=== Job ===
Reproduce word for word the lines of the data below, from the line containing "Provide the pixel coordinates of one point on the five-spoke" up to and including the last line of the data.

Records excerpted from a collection
---------------

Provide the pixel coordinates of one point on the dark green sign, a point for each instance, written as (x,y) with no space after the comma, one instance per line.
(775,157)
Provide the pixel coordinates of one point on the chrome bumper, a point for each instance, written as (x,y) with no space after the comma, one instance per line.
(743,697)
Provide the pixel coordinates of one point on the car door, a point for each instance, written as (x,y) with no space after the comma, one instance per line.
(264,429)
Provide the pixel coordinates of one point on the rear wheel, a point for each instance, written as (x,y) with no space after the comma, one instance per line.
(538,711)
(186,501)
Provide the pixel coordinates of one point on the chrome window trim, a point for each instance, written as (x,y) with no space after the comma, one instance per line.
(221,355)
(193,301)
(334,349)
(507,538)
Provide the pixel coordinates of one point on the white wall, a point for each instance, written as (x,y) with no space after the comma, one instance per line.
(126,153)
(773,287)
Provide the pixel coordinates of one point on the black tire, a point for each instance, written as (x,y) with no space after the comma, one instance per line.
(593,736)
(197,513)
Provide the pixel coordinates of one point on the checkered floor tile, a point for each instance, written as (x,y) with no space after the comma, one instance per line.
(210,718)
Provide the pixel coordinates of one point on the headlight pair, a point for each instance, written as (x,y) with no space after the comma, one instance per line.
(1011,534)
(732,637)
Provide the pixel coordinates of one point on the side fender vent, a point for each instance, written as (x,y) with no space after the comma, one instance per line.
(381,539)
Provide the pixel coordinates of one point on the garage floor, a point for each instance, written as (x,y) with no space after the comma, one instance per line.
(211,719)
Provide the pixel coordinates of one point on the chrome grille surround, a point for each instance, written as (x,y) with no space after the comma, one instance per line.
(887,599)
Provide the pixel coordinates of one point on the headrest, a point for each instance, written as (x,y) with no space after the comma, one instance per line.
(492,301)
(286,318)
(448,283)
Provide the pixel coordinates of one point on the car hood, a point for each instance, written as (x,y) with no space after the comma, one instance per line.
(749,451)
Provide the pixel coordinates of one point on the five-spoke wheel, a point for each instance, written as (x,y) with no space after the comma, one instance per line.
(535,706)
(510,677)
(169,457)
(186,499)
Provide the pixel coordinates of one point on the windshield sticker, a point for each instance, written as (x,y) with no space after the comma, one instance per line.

---------------

=== Response to this task ===
Provide the pixel coordinates of one point on the five-spoke wheel, a point for each instance, written as (x,y) with no space after the comma, one instance per line.
(535,706)
(510,677)
(169,457)
(186,499)
Provide the pixel coordinates of one point on the windshield sticker, a point for each instance, written as (x,y) with no space after the comma, one instance per line.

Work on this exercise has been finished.